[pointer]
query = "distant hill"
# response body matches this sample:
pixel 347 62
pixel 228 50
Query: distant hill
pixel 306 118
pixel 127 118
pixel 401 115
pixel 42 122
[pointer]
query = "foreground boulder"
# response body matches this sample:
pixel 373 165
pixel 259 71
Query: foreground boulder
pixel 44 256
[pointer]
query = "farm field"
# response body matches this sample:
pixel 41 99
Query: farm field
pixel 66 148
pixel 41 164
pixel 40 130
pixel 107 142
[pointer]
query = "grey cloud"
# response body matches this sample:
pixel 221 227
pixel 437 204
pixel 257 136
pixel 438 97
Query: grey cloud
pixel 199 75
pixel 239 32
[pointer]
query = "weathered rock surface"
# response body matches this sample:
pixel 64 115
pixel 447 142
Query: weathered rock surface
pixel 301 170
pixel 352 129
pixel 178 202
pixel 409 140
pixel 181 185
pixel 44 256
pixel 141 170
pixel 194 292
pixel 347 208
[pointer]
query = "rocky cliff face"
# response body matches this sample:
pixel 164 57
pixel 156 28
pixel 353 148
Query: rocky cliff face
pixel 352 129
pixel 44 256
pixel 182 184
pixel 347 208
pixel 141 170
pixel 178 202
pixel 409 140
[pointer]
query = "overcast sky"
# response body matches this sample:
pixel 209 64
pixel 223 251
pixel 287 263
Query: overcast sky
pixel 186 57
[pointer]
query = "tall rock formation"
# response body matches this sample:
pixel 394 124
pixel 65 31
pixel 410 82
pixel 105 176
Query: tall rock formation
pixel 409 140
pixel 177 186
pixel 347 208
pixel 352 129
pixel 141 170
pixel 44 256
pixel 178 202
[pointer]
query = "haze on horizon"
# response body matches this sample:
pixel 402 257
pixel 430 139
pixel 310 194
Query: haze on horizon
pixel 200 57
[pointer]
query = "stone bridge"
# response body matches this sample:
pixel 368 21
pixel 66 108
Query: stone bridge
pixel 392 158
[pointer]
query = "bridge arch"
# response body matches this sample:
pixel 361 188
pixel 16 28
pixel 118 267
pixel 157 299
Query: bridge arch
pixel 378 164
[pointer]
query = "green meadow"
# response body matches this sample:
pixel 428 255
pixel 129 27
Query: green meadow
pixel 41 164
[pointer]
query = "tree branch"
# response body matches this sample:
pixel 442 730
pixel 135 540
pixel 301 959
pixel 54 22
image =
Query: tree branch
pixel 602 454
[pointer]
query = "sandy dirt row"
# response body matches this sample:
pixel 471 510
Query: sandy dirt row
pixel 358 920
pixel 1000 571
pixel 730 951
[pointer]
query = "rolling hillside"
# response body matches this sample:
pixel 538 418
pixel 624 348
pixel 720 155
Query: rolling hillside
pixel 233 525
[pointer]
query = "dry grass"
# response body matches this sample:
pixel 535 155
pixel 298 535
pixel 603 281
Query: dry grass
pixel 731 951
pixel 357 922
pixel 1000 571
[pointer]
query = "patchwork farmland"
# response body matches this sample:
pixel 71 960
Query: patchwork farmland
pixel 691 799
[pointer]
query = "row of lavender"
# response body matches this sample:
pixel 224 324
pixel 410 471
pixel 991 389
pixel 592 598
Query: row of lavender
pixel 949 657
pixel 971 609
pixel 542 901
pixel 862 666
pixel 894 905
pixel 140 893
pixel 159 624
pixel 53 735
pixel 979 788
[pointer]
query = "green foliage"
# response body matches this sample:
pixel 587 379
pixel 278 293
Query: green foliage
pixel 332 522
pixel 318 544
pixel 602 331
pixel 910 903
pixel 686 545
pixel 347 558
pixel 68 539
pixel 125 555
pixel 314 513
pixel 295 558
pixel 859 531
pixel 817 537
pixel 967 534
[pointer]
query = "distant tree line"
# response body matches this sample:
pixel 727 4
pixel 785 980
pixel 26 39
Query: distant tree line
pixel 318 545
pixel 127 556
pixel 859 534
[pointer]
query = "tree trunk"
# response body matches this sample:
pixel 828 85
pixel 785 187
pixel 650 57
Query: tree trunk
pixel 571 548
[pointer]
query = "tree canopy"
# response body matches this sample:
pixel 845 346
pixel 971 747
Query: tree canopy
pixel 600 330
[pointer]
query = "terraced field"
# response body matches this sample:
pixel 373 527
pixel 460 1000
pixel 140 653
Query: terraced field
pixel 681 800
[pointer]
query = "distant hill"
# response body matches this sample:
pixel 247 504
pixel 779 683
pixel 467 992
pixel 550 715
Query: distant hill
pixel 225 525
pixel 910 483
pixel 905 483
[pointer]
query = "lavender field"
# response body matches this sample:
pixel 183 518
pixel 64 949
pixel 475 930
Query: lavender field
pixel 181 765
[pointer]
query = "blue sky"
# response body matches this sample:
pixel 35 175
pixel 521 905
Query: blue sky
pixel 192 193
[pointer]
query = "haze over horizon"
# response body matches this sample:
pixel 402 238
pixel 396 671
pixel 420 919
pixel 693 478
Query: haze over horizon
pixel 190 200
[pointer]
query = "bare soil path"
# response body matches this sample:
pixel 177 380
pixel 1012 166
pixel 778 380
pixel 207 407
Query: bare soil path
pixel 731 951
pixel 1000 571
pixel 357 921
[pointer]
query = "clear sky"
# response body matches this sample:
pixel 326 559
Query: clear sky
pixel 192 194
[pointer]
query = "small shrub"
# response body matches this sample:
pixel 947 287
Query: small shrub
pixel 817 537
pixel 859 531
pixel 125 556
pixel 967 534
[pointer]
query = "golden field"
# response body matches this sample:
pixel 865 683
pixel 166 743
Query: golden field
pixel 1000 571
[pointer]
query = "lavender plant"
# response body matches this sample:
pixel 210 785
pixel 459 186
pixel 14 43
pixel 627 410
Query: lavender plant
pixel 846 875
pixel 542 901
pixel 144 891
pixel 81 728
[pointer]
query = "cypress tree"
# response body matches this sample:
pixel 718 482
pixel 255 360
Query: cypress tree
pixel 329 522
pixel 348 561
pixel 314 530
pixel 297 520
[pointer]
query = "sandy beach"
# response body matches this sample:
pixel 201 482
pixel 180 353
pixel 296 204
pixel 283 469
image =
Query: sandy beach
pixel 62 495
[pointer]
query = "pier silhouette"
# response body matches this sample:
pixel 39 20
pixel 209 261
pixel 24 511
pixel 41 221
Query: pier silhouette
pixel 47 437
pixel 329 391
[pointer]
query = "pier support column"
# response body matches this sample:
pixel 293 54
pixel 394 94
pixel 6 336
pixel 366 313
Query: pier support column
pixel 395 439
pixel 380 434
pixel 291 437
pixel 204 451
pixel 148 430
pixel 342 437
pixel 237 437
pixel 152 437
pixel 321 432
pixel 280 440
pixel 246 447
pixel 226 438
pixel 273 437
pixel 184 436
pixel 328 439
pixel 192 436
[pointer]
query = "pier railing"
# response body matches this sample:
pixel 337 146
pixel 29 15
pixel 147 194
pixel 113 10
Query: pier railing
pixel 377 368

» Exercise prompt: Copy all of the material above line for line, with no changes.

» Final answer:
[pointer]
query = "distant hill"
# response body matches this sample:
pixel 347 62
pixel 228 50
Query: distant hill
pixel 306 118
pixel 127 118
pixel 401 115
pixel 42 122
[pointer]
query = "foreground boulder"
# response body matches this sample:
pixel 373 165
pixel 259 71
Query: foreground boulder
pixel 44 256
[pointer]
query = "farm field"
# response body matches this sample:
pixel 41 99
Query: farm field
pixel 66 148
pixel 41 164
pixel 40 130
pixel 107 142
[pointer]
query = "grey cloud"
# response body matches this sample:
pixel 221 227
pixel 437 204
pixel 257 136
pixel 438 97
Query: grey cloud
pixel 199 75
pixel 239 32
[pointer]
query = "weathered rock surface"
# response body matches this sample:
pixel 64 115
pixel 447 142
Query: weathered rock surface
pixel 301 170
pixel 352 129
pixel 178 202
pixel 409 140
pixel 181 185
pixel 44 256
pixel 141 170
pixel 194 292
pixel 347 208
[pointer]
query = "rocky cliff face"
# response body matches this sample:
pixel 164 57
pixel 156 28
pixel 353 148
Query: rocky cliff face
pixel 352 129
pixel 44 256
pixel 182 184
pixel 347 208
pixel 141 170
pixel 178 202
pixel 409 140
[pointer]
query = "overcast sky"
# response body matches this sample:
pixel 209 64
pixel 223 251
pixel 287 263
Query: overcast sky
pixel 186 57
[pointer]
query = "tall rock formation"
# response body matches this sample:
pixel 394 124
pixel 65 31
pixel 410 82
pixel 105 176
Query: tall rock formation
pixel 409 140
pixel 177 186
pixel 347 208
pixel 352 129
pixel 141 170
pixel 44 256
pixel 178 202
[pointer]
query = "haze on horizon"
# response body matches this sample:
pixel 402 257
pixel 430 139
pixel 310 194
Query: haze on horizon
pixel 200 57
[pointer]
query = "stone bridge"
# response body matches this sample:
pixel 368 21
pixel 66 108
Query: stone bridge
pixel 392 158
[pointer]
query = "bridge arch"
# response body matches this sample:
pixel 361 188
pixel 16 28
pixel 118 267
pixel 157 299
Query: bridge arch
pixel 378 164
[pointer]
query = "green meadow"
# response body matches this sample:
pixel 428 255
pixel 129 27
Query: green meadow
pixel 41 164
[pointer]
query = "tree branch"
# response body matches this sample:
pixel 442 730
pixel 135 540
pixel 301 959
pixel 54 22
image =
Query: tree branch
pixel 602 454
[pointer]
query = "sandy dirt row"
# response body matches this sample:
pixel 471 510
Query: sandy dirt row
pixel 358 920
pixel 1000 571
pixel 730 951
[pointer]
query = "rolling hillside"
# response body matches this sample:
pixel 538 418
pixel 624 348
pixel 720 155
Query: rolling hillside
pixel 233 525
[pointer]
query = "dry grass"
# response body matches this sample:
pixel 535 155
pixel 298 535
pixel 603 281
Query: dry grass
pixel 731 951
pixel 357 922
pixel 1000 571
[pointer]
query = "patchwork farmland"
# response body matches this sample:
pixel 71 960
Query: patchwork farmland
pixel 691 799
[pointer]
query = "row of lavender"
# response body matches this sample:
pixel 224 324
pixel 410 471
pixel 991 389
pixel 592 598
Query: row of lavender
pixel 949 657
pixel 971 609
pixel 542 901
pixel 862 666
pixel 894 905
pixel 140 893
pixel 159 624
pixel 53 735
pixel 979 788
[pointer]
query = "green foliage"
# response body matches this sample:
pixel 587 379
pixel 278 293
Query: green foliage
pixel 332 522
pixel 318 544
pixel 602 331
pixel 910 903
pixel 686 545
pixel 347 558
pixel 68 539
pixel 125 555
pixel 314 513
pixel 295 558
pixel 859 531
pixel 817 537
pixel 967 534
[pointer]
query = "distant tree line"
# response body matches this sample:
pixel 727 4
pixel 785 980
pixel 26 39
Query: distant tree line
pixel 318 545
pixel 127 556
pixel 859 534
[pointer]
query = "tree trunk"
# response body matches this sample:
pixel 828 85
pixel 785 187
pixel 650 57
Query: tree trunk
pixel 571 548
[pointer]
query = "tree canopy"
# response body matches this sample:
pixel 845 346
pixel 971 747
Query: tree canopy
pixel 600 330
[pointer]
query = "terraced field"
# response body matches this sample:
pixel 373 527
pixel 460 1000
pixel 140 653
Query: terraced field
pixel 681 800
[pointer]
query = "distant hill"
# response body matches this sample:
pixel 247 504
pixel 779 683
pixel 467 992
pixel 550 715
Query: distant hill
pixel 225 525
pixel 910 483
pixel 905 483
[pointer]
query = "lavender field"
# response body matches this sample:
pixel 183 518
pixel 64 949
pixel 475 930
Query: lavender field
pixel 181 765
[pointer]
query = "blue sky"
# response body matches this sample:
pixel 35 175
pixel 521 905
Query: blue sky
pixel 192 193
[pointer]
query = "haze over horizon"
# response body matches this sample:
pixel 402 238
pixel 396 671
pixel 420 919
pixel 693 478
Query: haze over horizon
pixel 190 200
[pointer]
query = "bare soil path"
# response body matches this sample:
pixel 177 380
pixel 1012 166
pixel 778 380
pixel 207 407
Query: bare soil path
pixel 731 951
pixel 1000 571
pixel 357 921
[pointer]
query = "clear sky"
# response body matches this sample:
pixel 326 559
Query: clear sky
pixel 192 194
[pointer]
query = "small shrub"
# response body matches this sample:
pixel 947 287
Query: small shrub
pixel 817 537
pixel 859 531
pixel 125 556
pixel 967 534
[pointer]
query = "golden field"
# response body matches this sample:
pixel 865 683
pixel 166 743
Query: golden field
pixel 1000 571
[pointer]
query = "lavender plant"
# response body matches this sample:
pixel 210 785
pixel 459 186
pixel 14 43
pixel 627 410
Query: lavender plant
pixel 846 875
pixel 542 901
pixel 144 891
pixel 81 728
[pointer]
query = "cypress tree"
# response body matches this sample:
pixel 718 482
pixel 255 360
Query: cypress tree
pixel 329 522
pixel 348 561
pixel 314 530
pixel 297 520
[pointer]
query = "sandy beach"
# response body matches this sample:
pixel 201 482
pixel 180 353
pixel 296 204
pixel 283 469
image =
Query: sandy beach
pixel 62 495
[pointer]
query = "pier silhouette"
# response body matches this sample:
pixel 39 20
pixel 209 261
pixel 24 511
pixel 41 221
Query: pier silhouette
pixel 47 437
pixel 329 391
[pointer]
query = "pier support column"
# response body matches this sample:
pixel 293 54
pixel 394 94
pixel 6 336
pixel 366 313
Query: pier support column
pixel 395 439
pixel 380 434
pixel 291 437
pixel 204 451
pixel 148 430
pixel 342 437
pixel 237 437
pixel 152 437
pixel 321 432
pixel 280 440
pixel 246 447
pixel 226 438
pixel 273 437
pixel 184 436
pixel 328 439
pixel 192 436
[pointer]
query = "pier railing"
# response body matches this sample:
pixel 337 146
pixel 29 15
pixel 147 194
pixel 113 10
Query: pier railing
pixel 377 368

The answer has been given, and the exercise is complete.